(Task item) Transcribe exactly the lines that fall between the one holding "target | vehicle headlight on" and the one holding "x=45, y=138", inclusive, from the entries below.

(Data excerpts)
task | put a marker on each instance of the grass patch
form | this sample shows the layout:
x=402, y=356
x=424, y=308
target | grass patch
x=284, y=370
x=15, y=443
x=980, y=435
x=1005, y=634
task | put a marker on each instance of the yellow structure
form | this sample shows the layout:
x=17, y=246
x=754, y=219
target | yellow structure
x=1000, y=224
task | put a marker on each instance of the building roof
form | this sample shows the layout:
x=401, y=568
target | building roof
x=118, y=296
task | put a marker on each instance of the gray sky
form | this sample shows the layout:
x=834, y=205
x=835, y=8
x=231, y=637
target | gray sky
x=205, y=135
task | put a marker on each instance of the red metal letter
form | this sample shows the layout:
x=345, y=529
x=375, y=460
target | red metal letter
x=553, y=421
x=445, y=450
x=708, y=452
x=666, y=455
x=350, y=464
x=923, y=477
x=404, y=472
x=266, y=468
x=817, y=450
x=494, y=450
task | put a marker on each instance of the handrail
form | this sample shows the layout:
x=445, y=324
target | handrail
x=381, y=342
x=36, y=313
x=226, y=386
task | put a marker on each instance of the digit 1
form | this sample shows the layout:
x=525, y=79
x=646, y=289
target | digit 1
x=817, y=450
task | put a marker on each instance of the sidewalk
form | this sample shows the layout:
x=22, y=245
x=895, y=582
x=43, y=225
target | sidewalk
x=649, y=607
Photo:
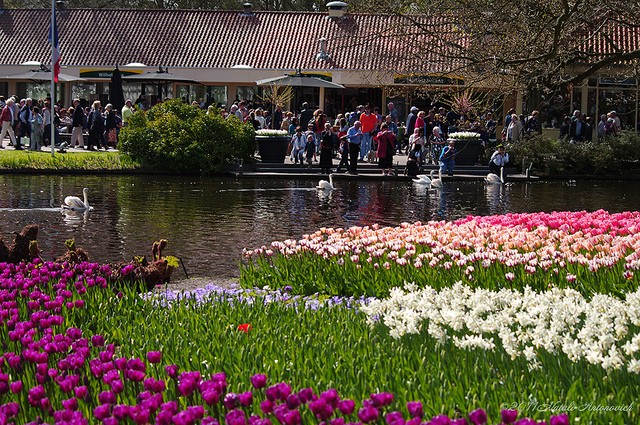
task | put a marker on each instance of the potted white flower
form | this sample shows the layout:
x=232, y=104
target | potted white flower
x=272, y=145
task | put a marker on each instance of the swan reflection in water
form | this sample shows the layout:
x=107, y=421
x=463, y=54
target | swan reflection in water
x=75, y=217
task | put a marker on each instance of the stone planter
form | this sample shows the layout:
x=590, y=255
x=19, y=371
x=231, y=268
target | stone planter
x=468, y=151
x=273, y=149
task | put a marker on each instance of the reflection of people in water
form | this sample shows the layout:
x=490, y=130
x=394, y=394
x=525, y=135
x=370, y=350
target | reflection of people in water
x=497, y=198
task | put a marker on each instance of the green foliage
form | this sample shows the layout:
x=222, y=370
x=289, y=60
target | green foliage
x=335, y=348
x=80, y=161
x=613, y=156
x=178, y=137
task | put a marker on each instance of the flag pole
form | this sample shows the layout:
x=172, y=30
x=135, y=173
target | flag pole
x=53, y=30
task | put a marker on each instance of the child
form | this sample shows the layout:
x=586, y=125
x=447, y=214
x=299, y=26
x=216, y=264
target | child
x=413, y=160
x=37, y=130
x=298, y=142
x=344, y=153
x=310, y=149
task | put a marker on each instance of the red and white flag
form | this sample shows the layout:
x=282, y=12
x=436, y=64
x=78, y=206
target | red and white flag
x=53, y=39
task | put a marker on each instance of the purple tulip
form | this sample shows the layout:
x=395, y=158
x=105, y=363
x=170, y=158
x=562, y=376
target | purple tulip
x=231, y=401
x=139, y=415
x=259, y=381
x=135, y=375
x=395, y=418
x=70, y=404
x=346, y=407
x=102, y=411
x=210, y=397
x=440, y=420
x=508, y=416
x=267, y=406
x=280, y=412
x=381, y=399
x=16, y=387
x=478, y=417
x=415, y=409
x=107, y=397
x=171, y=370
x=235, y=417
x=121, y=411
x=81, y=392
x=117, y=386
x=292, y=418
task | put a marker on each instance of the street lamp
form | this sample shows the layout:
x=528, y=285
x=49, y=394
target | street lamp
x=55, y=53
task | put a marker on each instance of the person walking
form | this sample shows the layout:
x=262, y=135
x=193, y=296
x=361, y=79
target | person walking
x=25, y=116
x=37, y=130
x=447, y=158
x=344, y=153
x=355, y=136
x=96, y=126
x=7, y=120
x=110, y=124
x=386, y=146
x=77, y=124
x=326, y=148
x=498, y=160
x=368, y=121
x=298, y=143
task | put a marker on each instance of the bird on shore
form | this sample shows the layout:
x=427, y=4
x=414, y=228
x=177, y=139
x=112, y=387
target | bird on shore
x=493, y=178
x=74, y=203
x=436, y=183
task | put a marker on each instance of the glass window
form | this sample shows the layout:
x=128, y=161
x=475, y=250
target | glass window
x=249, y=93
x=37, y=91
x=623, y=101
x=210, y=95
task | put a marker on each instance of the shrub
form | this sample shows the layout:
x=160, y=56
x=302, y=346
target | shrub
x=178, y=137
x=612, y=156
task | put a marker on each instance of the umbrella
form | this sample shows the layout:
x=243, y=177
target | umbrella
x=116, y=96
x=42, y=75
x=299, y=80
x=159, y=77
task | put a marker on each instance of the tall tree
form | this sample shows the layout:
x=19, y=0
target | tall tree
x=524, y=45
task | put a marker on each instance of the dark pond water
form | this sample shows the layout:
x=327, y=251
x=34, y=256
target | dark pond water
x=209, y=220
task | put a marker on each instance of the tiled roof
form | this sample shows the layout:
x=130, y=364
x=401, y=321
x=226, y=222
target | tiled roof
x=202, y=39
x=222, y=39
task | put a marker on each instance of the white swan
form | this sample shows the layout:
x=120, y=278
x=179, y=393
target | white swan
x=326, y=185
x=422, y=179
x=436, y=183
x=493, y=178
x=76, y=204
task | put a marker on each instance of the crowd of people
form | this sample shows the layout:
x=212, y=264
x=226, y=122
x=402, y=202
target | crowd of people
x=27, y=123
x=365, y=134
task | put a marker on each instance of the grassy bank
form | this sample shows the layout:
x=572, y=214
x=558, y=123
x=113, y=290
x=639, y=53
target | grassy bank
x=81, y=161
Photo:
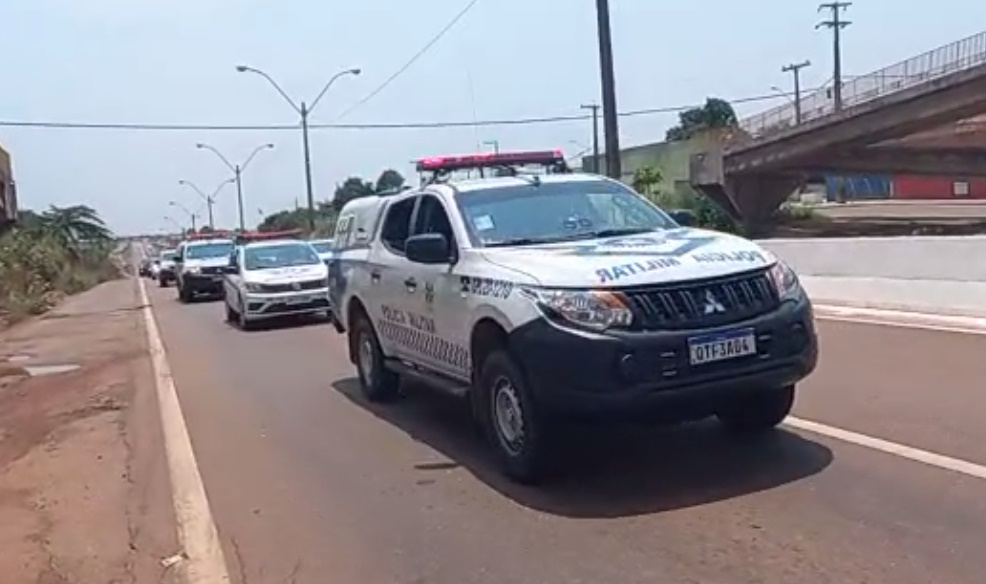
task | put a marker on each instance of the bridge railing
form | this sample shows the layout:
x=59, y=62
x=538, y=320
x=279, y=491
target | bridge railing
x=957, y=56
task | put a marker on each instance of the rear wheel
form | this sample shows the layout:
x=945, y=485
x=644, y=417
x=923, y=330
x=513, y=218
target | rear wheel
x=521, y=435
x=757, y=412
x=376, y=381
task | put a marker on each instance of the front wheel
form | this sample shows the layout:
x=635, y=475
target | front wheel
x=757, y=412
x=376, y=381
x=521, y=435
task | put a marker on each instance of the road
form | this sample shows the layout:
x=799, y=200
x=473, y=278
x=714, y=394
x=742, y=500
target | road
x=306, y=481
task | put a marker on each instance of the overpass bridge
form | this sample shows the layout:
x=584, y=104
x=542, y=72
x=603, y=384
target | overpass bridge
x=920, y=116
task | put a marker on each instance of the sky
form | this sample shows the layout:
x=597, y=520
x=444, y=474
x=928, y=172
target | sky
x=173, y=62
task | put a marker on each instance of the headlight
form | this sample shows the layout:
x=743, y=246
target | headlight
x=785, y=281
x=593, y=309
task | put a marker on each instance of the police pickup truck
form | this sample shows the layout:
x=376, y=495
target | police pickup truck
x=274, y=274
x=549, y=296
x=200, y=263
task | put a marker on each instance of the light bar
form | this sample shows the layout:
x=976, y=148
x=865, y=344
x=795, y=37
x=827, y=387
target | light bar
x=252, y=236
x=208, y=235
x=489, y=159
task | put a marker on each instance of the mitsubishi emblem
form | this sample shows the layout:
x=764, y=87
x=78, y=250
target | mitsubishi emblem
x=712, y=304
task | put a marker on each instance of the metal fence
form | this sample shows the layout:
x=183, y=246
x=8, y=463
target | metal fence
x=957, y=56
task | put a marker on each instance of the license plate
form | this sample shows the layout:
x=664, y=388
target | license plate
x=722, y=346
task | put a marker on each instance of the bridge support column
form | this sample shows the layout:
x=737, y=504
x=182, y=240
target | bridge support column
x=758, y=196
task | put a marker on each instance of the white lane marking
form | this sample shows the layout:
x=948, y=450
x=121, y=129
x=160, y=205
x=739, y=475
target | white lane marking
x=197, y=531
x=969, y=325
x=916, y=454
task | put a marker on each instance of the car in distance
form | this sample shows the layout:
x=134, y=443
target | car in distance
x=274, y=276
x=201, y=262
x=166, y=265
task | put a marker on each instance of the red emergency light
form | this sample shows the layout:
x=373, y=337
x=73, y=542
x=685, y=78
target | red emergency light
x=548, y=158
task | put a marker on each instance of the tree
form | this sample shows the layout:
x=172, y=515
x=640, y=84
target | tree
x=353, y=187
x=74, y=225
x=389, y=180
x=716, y=113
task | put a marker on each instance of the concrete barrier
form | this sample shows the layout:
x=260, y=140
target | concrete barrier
x=903, y=258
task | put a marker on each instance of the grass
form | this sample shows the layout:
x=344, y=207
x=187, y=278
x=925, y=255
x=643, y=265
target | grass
x=37, y=270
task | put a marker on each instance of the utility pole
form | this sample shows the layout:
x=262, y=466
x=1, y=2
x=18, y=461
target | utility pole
x=608, y=79
x=795, y=70
x=836, y=24
x=594, y=107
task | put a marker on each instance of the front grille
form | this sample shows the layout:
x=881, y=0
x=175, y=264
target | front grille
x=306, y=285
x=703, y=304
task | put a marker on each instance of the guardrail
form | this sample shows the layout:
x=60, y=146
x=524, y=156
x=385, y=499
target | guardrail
x=957, y=56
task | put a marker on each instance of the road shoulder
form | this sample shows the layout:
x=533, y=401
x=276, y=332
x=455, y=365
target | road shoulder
x=80, y=450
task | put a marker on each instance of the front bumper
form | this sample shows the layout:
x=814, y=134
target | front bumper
x=649, y=373
x=257, y=305
x=203, y=283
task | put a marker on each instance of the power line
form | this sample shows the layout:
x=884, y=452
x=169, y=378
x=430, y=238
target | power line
x=367, y=126
x=465, y=10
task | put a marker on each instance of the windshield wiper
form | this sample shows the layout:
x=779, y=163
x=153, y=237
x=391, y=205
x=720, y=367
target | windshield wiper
x=521, y=241
x=617, y=232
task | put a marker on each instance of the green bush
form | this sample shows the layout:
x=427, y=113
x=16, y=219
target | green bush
x=42, y=260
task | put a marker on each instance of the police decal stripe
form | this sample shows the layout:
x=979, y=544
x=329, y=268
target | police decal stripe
x=430, y=345
x=486, y=287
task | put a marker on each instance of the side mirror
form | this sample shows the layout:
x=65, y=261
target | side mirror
x=428, y=248
x=683, y=217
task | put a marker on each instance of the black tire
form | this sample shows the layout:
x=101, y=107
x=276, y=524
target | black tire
x=377, y=383
x=528, y=460
x=758, y=412
x=243, y=322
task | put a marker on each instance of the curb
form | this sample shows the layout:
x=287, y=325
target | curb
x=930, y=311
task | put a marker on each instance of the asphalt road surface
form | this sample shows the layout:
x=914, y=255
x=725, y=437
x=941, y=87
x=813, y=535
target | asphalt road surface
x=309, y=484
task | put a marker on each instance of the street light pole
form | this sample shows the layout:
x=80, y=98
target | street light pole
x=795, y=70
x=595, y=135
x=303, y=110
x=210, y=200
x=237, y=170
x=608, y=79
x=187, y=212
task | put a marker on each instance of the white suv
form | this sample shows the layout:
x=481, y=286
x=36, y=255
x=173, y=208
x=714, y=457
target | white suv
x=553, y=296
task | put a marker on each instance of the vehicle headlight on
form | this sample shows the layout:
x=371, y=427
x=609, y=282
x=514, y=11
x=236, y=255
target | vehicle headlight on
x=592, y=309
x=785, y=281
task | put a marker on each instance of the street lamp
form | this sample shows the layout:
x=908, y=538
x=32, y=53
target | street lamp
x=210, y=200
x=191, y=215
x=181, y=230
x=237, y=172
x=303, y=110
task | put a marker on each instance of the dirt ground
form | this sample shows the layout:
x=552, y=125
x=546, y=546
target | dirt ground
x=84, y=494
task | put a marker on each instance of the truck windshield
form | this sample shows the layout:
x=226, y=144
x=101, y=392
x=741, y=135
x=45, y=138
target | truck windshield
x=550, y=212
x=284, y=255
x=208, y=250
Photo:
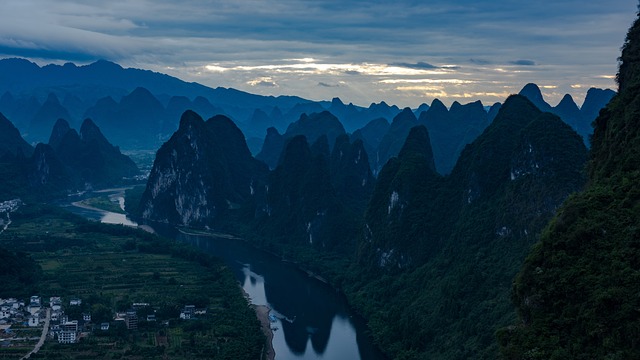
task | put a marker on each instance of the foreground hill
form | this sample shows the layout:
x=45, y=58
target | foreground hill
x=439, y=253
x=577, y=293
x=204, y=169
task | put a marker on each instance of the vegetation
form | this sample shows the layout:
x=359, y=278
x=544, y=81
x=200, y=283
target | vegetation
x=577, y=293
x=110, y=267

(Answer box)
target | vehicle headlight on
x=592, y=309
x=785, y=281
task | put a marker on each instance of the street lamp
form | this sample shows the layout:
x=908, y=538
x=32, y=53
target | street lamp
x=210, y=200
x=191, y=215
x=181, y=230
x=237, y=172
x=303, y=110
task | put a marker on each instance of the dirt ground
form | this sample shows the layout:
x=552, y=125
x=546, y=546
target | dirt ground
x=84, y=494
task | put a marker on each instance of the truck windshield
form | this sample shows the layout:
x=226, y=144
x=101, y=392
x=741, y=135
x=45, y=138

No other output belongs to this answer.